-- LISTED RECORDS follows --
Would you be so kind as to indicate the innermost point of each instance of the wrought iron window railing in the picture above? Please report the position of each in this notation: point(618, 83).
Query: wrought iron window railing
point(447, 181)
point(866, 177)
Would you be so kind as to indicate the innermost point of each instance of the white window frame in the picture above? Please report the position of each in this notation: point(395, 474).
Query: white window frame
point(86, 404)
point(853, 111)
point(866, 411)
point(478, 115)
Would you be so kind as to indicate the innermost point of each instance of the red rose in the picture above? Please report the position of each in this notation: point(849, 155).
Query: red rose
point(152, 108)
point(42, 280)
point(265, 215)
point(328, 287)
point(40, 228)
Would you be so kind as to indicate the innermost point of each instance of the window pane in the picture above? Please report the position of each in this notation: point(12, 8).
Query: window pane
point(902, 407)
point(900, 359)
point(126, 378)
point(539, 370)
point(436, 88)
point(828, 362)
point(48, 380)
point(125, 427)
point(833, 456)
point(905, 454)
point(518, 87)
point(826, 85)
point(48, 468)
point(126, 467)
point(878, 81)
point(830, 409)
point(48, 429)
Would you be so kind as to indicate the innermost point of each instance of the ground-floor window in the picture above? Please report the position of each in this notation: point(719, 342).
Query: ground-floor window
-- LISTED RECORDS concluded --
Please restate every record shown above, word for word.

• **SOLVED PROBLEM**:
Would you be so kind as to indicate the innermost point of each instance of the wrought iron window railing in the picture above? Please report the position of each in this notation: point(618, 83).
Query: wrought iron window railing
point(447, 181)
point(866, 177)
Would you be so kind as to indicate the innermost point of each instance of the white window frame in the picture above? Please report the position of each in this notation: point(395, 474).
Query: white window frame
point(86, 404)
point(853, 111)
point(866, 411)
point(478, 115)
Would you be so kind as to indicate the innermost point of each instance of the red rose in the picture above? Please report the position of each in this notation: point(849, 155).
Query: red rose
point(152, 108)
point(42, 280)
point(265, 215)
point(328, 287)
point(40, 228)
Would you be so kind as to indicate the innermost point of each instance of the window pane in the picture above? Please report the position of each in this notation: point(12, 8).
Query: window pane
point(902, 407)
point(900, 359)
point(126, 378)
point(539, 370)
point(436, 88)
point(828, 362)
point(48, 380)
point(125, 427)
point(833, 456)
point(905, 454)
point(518, 87)
point(826, 85)
point(48, 468)
point(126, 467)
point(878, 81)
point(830, 409)
point(48, 429)
Would you be so kind as to indicate the innermost point of each instance of the ground-floor window in the picture above? Please report the position of each in this notation: point(719, 342).
Query: ground-floor window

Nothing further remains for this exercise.